* To do:
Your response should be the lines from the one containing "hey friend, mind finding the arched doorway" through the end of the material, copied exactly and with nothing added.

* Materials provided:
════════════════

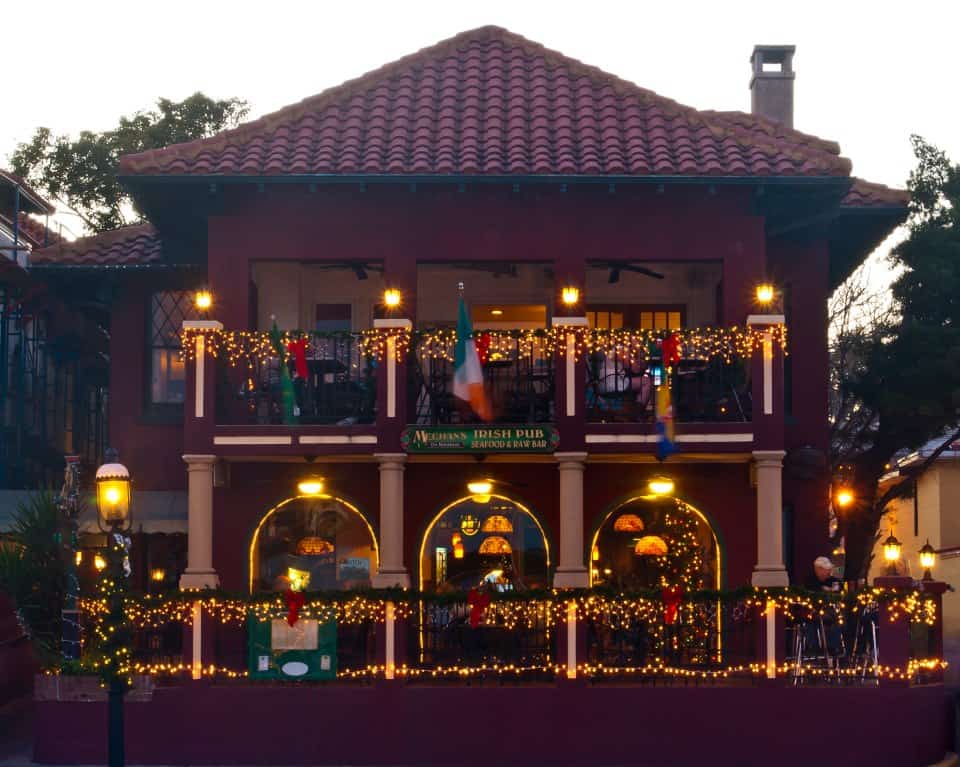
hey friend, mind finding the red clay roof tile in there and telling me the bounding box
[120,26,853,179]
[30,223,160,266]
[841,178,910,208]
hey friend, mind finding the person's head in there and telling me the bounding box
[813,556,834,582]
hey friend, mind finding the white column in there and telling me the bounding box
[372,453,410,588]
[553,452,590,588]
[551,316,587,417]
[373,319,412,420]
[179,454,220,590]
[751,450,789,587]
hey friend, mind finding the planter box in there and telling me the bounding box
[33,674,153,702]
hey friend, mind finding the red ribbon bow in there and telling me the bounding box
[662,585,684,625]
[286,338,309,379]
[467,587,491,628]
[284,588,306,626]
[661,333,682,368]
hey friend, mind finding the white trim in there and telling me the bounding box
[763,332,773,415]
[746,314,785,326]
[551,316,588,328]
[585,433,754,444]
[386,336,397,418]
[191,601,203,680]
[385,601,396,680]
[212,436,292,446]
[765,601,776,679]
[373,318,413,330]
[298,435,378,445]
[566,601,578,679]
[565,333,576,416]
[182,320,223,331]
[194,335,205,419]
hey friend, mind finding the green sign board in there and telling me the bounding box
[401,425,559,453]
[248,612,337,680]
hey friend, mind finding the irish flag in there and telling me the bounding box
[453,297,492,421]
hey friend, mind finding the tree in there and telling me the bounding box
[9,93,248,232]
[833,136,960,578]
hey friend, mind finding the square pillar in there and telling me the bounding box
[751,450,788,587]
[179,455,220,590]
[372,453,410,588]
[553,452,589,588]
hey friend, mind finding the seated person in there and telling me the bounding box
[805,556,841,592]
[803,556,844,660]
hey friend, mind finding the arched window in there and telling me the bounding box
[591,496,719,590]
[419,495,549,592]
[250,496,378,593]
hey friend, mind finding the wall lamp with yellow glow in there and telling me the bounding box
[467,479,494,504]
[755,283,776,306]
[561,286,580,307]
[919,540,936,581]
[297,477,326,496]
[834,487,855,509]
[195,289,213,313]
[882,532,903,576]
[647,476,675,496]
[383,288,402,309]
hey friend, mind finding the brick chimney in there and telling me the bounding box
[750,45,796,128]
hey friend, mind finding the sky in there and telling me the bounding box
[4,0,959,270]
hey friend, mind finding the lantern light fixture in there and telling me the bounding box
[835,487,855,509]
[919,539,936,581]
[647,476,675,497]
[755,283,775,305]
[297,477,325,496]
[95,448,132,532]
[561,286,580,306]
[467,479,494,504]
[194,289,213,312]
[883,532,903,575]
[150,568,166,583]
[75,551,83,566]
[383,288,402,308]
[490,309,504,316]
[94,554,107,571]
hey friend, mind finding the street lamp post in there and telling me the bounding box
[58,455,82,662]
[96,448,132,767]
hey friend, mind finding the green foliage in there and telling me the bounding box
[839,136,960,577]
[0,492,64,663]
[9,93,248,232]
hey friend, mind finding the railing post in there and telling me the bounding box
[755,598,784,681]
[551,317,586,452]
[374,319,412,452]
[747,314,785,449]
[376,600,405,683]
[922,580,948,682]
[874,576,915,685]
[556,599,585,682]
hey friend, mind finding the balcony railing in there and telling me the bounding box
[408,337,555,425]
[215,334,377,426]
[586,354,752,424]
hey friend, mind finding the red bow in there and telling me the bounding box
[662,585,684,625]
[284,588,305,626]
[475,332,491,365]
[467,588,491,628]
[286,338,309,379]
[661,333,681,368]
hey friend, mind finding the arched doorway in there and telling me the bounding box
[419,494,550,592]
[249,495,379,592]
[590,495,720,591]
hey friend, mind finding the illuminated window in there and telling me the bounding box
[588,305,684,330]
[639,311,682,331]
[149,291,201,404]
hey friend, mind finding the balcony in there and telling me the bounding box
[182,322,783,456]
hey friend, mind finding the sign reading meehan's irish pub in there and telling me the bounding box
[401,426,559,453]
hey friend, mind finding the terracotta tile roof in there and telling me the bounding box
[841,178,909,208]
[120,26,852,179]
[30,223,161,266]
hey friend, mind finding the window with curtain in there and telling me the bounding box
[149,291,200,405]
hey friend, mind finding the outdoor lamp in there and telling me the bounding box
[96,449,132,532]
[755,283,775,305]
[150,568,166,583]
[834,487,855,509]
[647,476,675,496]
[383,288,402,308]
[467,479,493,504]
[194,289,213,313]
[883,532,903,575]
[94,554,107,571]
[297,476,325,496]
[561,286,580,306]
[919,539,936,581]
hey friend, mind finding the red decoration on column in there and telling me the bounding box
[662,333,682,367]
[475,332,491,365]
[286,338,309,379]
[284,588,305,626]
[467,587,491,628]
[662,585,684,625]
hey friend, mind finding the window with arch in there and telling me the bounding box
[591,496,719,591]
[250,496,377,592]
[420,496,549,592]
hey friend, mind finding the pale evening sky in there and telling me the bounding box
[4,0,959,277]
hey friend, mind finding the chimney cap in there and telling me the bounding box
[751,45,796,77]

════════════════

* Answer space:
hey friend, mind finding the arched doorway in there and telling me the bounding box
[419,494,550,592]
[249,495,379,592]
[590,495,720,591]
hey friend, mind finding the illuminated window in there and telling me the bounding box
[588,305,684,330]
[639,311,682,331]
[149,291,201,404]
hey friend, mind finding the balcony in there and telling me the bounding box
[182,322,783,456]
hey friend, mind finding the sign reading meehan's irish pub in there and telling me the bounding box
[401,426,559,453]
hey friend, mind finding the terracotta tile roof in there and telling me the bounding box
[841,178,909,208]
[120,26,852,179]
[30,223,161,266]
hey friend, mind finding the window with curtain in there and telling me the bounding box
[149,291,200,405]
hey friend, mind finding the outdoor lamp in there and telling me the bounding box
[96,449,132,532]
[755,283,775,305]
[150,568,166,583]
[834,487,855,509]
[647,476,675,496]
[383,288,402,308]
[467,479,493,504]
[194,289,213,313]
[883,532,903,575]
[94,554,107,571]
[297,476,325,496]
[561,286,580,306]
[919,539,936,581]
hey friend, mind finding the red decoration on column in there and telling me the bounding box
[662,333,682,367]
[475,332,491,365]
[286,338,309,379]
[284,588,305,626]
[467,587,491,628]
[662,585,684,625]
hey friend, mind finding the window with arch in there and telling me the bounding box
[591,496,719,591]
[250,496,377,592]
[420,496,549,592]
hey friend, mind finding the pale evening sky in there and telling me the bounding box
[4,0,959,277]
hey friend, mind finding the chimney cap in there and telling me the bounding box
[751,45,796,77]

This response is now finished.